[Records for this task Boundary: Start]
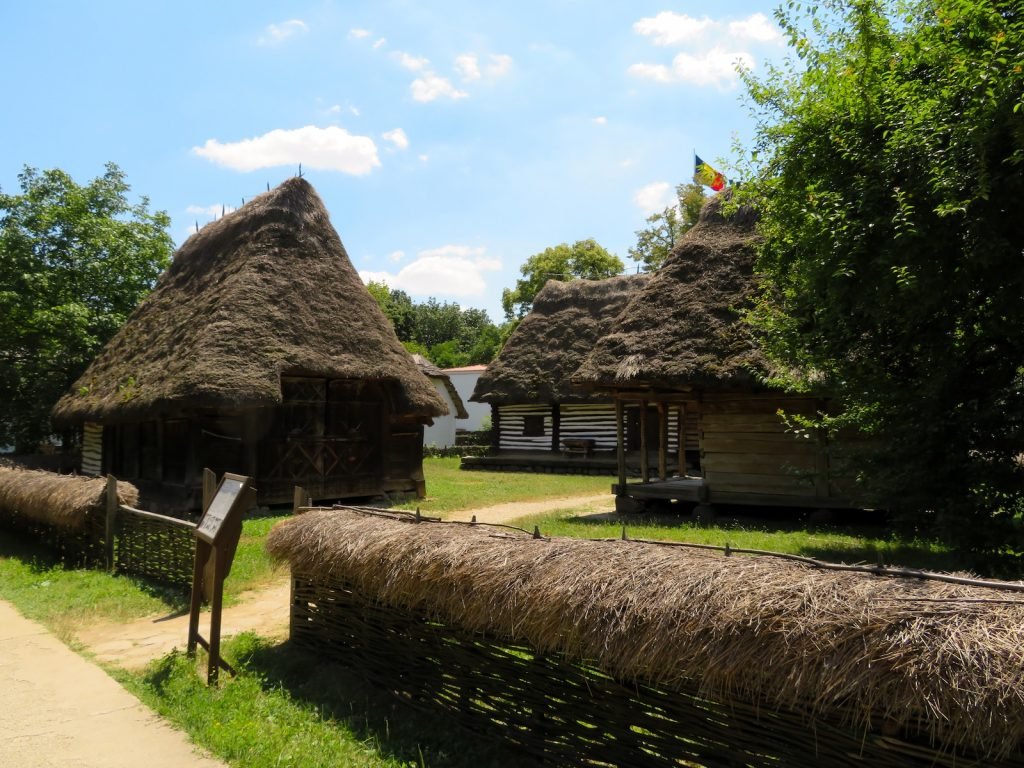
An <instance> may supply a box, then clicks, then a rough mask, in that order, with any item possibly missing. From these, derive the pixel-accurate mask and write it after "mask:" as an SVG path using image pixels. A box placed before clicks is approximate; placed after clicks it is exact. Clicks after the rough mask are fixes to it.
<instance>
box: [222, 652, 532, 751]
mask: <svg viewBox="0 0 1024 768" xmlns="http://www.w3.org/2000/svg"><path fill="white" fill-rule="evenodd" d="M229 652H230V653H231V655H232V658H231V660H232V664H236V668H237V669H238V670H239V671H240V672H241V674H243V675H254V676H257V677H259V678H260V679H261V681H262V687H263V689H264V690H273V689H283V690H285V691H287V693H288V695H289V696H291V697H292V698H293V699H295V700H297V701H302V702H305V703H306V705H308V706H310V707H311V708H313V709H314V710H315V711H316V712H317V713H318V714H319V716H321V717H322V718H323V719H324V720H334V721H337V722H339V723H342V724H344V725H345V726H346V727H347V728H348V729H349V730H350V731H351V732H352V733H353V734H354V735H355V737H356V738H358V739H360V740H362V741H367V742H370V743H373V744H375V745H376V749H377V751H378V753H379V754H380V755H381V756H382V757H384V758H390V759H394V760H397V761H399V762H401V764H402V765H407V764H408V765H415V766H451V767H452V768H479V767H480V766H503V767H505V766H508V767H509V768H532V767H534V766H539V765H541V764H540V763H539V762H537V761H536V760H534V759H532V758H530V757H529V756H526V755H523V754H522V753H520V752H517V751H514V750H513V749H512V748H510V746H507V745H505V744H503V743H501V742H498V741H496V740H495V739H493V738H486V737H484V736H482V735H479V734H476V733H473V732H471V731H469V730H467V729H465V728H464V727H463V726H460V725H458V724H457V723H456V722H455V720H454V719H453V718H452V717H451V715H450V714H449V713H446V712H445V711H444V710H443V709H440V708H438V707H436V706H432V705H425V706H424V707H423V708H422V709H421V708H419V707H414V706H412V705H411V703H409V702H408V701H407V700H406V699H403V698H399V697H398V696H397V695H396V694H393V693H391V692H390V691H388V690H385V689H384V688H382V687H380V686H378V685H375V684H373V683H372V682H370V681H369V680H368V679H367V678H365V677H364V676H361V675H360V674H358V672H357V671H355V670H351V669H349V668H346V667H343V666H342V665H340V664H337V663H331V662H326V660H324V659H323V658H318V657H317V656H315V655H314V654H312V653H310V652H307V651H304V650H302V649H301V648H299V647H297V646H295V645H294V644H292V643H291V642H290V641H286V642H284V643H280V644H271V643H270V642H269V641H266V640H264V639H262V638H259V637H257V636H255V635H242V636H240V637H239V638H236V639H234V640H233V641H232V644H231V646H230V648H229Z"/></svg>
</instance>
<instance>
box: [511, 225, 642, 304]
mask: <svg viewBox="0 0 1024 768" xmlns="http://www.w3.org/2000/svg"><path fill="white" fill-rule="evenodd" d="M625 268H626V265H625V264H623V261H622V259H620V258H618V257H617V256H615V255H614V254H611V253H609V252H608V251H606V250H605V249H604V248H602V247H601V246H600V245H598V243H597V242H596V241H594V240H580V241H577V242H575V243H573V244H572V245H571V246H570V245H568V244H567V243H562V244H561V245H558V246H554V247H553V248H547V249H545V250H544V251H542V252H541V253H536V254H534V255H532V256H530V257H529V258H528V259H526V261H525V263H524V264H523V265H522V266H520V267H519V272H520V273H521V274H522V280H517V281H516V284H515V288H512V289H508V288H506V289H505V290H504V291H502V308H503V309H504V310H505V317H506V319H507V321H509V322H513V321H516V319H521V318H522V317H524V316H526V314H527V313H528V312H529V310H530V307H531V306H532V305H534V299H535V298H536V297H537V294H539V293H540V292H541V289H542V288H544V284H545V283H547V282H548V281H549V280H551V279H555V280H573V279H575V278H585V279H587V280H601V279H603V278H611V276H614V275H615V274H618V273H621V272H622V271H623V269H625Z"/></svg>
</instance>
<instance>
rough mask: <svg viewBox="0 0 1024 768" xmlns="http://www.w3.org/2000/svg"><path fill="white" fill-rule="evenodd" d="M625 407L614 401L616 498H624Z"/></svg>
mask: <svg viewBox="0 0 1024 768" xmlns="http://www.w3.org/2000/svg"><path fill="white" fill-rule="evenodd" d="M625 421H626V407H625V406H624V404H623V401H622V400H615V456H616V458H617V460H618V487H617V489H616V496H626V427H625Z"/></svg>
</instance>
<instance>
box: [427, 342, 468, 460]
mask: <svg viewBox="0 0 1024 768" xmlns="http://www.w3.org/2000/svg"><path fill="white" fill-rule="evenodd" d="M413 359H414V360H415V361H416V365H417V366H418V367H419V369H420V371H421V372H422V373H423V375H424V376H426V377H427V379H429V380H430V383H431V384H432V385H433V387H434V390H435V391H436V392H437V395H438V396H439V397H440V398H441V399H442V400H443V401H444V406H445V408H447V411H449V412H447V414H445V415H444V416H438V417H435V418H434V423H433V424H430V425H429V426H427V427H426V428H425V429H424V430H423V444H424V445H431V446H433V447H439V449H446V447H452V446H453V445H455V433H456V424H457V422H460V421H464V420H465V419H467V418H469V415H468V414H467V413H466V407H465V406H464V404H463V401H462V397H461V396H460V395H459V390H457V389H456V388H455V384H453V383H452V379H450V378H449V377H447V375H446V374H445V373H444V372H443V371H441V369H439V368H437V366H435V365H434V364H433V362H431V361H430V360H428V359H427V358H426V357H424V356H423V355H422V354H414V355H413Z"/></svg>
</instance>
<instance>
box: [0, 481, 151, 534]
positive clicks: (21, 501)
[Records for this task Boundary: End]
- **Exercise objective**:
Could you set out every line of the records above as a JSON list of strings, one string per line, with blank lines skipped and the pictures omitted?

- **Written response**:
[
  "An <instance> may supply a box, then clicks, then a rough mask, in that order, with any item possibly missing. From these, derive the pixel-accurate mask and write it after \"mask:\" as an SVG path using image pixels. A box placed before clicks is approximate; placed after clicks it is exact. Clicks after the rough mask are fixes to it.",
  "<instance>",
  "box: [222, 652, 532, 751]",
  "mask: <svg viewBox=\"0 0 1024 768\" xmlns=\"http://www.w3.org/2000/svg\"><path fill=\"white\" fill-rule=\"evenodd\" d=\"M229 652H230V653H231V655H232V658H231V660H232V664H236V668H237V669H238V670H239V671H240V672H241V674H243V675H254V676H257V677H259V678H260V679H261V681H262V687H263V689H264V690H273V689H283V690H285V691H287V693H288V695H289V696H291V697H292V698H293V699H295V700H297V701H302V702H305V703H306V705H308V706H310V707H311V708H313V709H314V710H315V711H316V712H317V713H318V714H319V716H321V717H322V718H323V719H324V720H334V721H337V722H339V723H342V724H344V725H345V726H346V727H347V728H348V729H349V730H350V731H351V732H352V733H353V734H354V735H355V737H356V738H358V739H360V740H362V741H367V742H370V743H373V744H375V745H376V749H377V751H378V753H379V754H380V755H381V756H382V757H384V758H390V759H394V760H397V761H399V762H401V764H402V765H407V764H408V765H415V766H451V767H452V768H479V767H480V766H503V767H505V766H508V767H509V768H532V767H534V766H539V765H541V764H540V763H539V762H537V761H536V760H534V759H532V758H530V757H529V756H526V755H523V754H522V753H520V752H517V751H514V750H513V749H512V748H510V746H507V745H505V744H503V743H501V742H498V741H496V740H495V739H493V738H486V737H484V736H482V735H479V734H476V733H473V732H471V731H469V730H467V729H465V728H464V727H463V726H460V725H458V724H457V723H456V722H455V720H454V719H453V718H452V717H451V715H450V714H449V713H446V712H445V711H444V710H443V709H440V708H438V707H436V706H432V705H425V706H424V707H423V708H422V709H421V708H419V707H414V706H412V705H411V703H409V702H408V701H407V700H406V699H403V698H399V697H398V696H397V695H396V694H393V693H391V692H390V691H388V690H385V689H384V688H382V687H380V686H378V685H375V684H373V683H372V682H370V681H369V680H368V679H367V678H365V677H364V676H361V675H360V674H358V672H357V671H355V670H351V669H349V668H346V667H343V666H342V665H340V664H337V663H331V662H326V660H324V659H323V658H318V657H317V656H315V655H314V654H312V653H310V652H307V651H304V650H302V649H301V648H299V647H297V646H295V645H294V644H292V643H291V642H290V641H286V642H284V643H280V644H271V643H270V642H269V641H266V640H264V639H262V638H259V637H257V636H255V635H242V636H240V637H239V638H236V639H234V640H233V641H232V644H231V646H230V648H229Z\"/></svg>",
  "</instance>",
  "<instance>",
  "box: [511, 225, 642, 304]",
  "mask: <svg viewBox=\"0 0 1024 768\" xmlns=\"http://www.w3.org/2000/svg\"><path fill=\"white\" fill-rule=\"evenodd\" d=\"M625 268H626V265H625V264H623V261H622V259H620V258H618V257H617V256H615V255H614V254H611V253H609V252H608V251H606V250H605V249H604V248H602V247H601V246H600V245H598V243H597V242H596V241H594V240H580V241H577V242H575V243H573V244H572V245H571V246H570V245H568V244H567V243H562V244H561V245H558V246H554V247H553V248H547V249H545V250H544V251H542V252H541V253H536V254H534V255H532V256H530V257H529V258H528V259H526V261H525V263H524V264H523V265H522V266H520V267H519V272H520V273H521V274H522V280H517V281H516V284H515V288H512V289H508V288H506V289H505V290H504V291H502V308H503V309H504V310H505V317H506V319H507V321H509V322H513V321H516V319H521V318H522V317H524V316H526V314H527V313H528V312H529V310H530V307H531V306H532V305H534V299H535V298H536V297H537V294H539V293H540V292H541V289H542V288H544V284H545V283H547V282H548V281H549V280H551V279H555V280H573V279H575V278H585V279H587V280H601V279H603V278H611V276H614V275H615V274H618V273H621V272H622V271H623V269H625Z\"/></svg>",
  "</instance>",
  "<instance>",
  "rough mask: <svg viewBox=\"0 0 1024 768\" xmlns=\"http://www.w3.org/2000/svg\"><path fill=\"white\" fill-rule=\"evenodd\" d=\"M625 407L614 401L616 498H624Z\"/></svg>",
  "mask: <svg viewBox=\"0 0 1024 768\" xmlns=\"http://www.w3.org/2000/svg\"><path fill=\"white\" fill-rule=\"evenodd\" d=\"M625 421H626V407H625V406H624V404H623V401H622V400H615V456H616V458H617V460H618V487H617V489H616V496H626V427H625Z\"/></svg>",
  "</instance>",
  "<instance>",
  "box: [427, 342, 468, 460]",
  "mask: <svg viewBox=\"0 0 1024 768\" xmlns=\"http://www.w3.org/2000/svg\"><path fill=\"white\" fill-rule=\"evenodd\" d=\"M413 359H414V360H415V361H416V365H417V366H418V367H419V369H420V371H421V372H422V373H423V375H424V376H426V377H427V379H429V380H430V383H431V384H432V385H433V387H434V390H435V391H436V392H437V395H438V396H439V397H440V398H441V399H442V400H443V401H444V406H445V408H447V411H449V412H447V414H445V415H444V416H438V417H435V418H434V423H433V424H430V425H429V426H427V427H426V428H425V429H424V430H423V444H424V445H431V446H433V447H439V449H446V447H452V446H453V445H455V433H456V424H457V422H460V421H464V420H465V419H467V418H469V415H468V414H467V413H466V407H465V406H464V404H463V401H462V397H461V396H460V395H459V390H457V389H456V388H455V384H453V383H452V379H450V378H449V377H447V375H446V374H445V373H444V372H443V371H441V369H439V368H437V366H435V365H434V364H433V362H431V361H430V360H428V359H427V358H426V357H424V356H423V355H422V354H414V355H413Z\"/></svg>",
  "</instance>",
  "<instance>",
  "box: [0, 481, 151, 534]",
  "positive clicks: (21, 501)"
]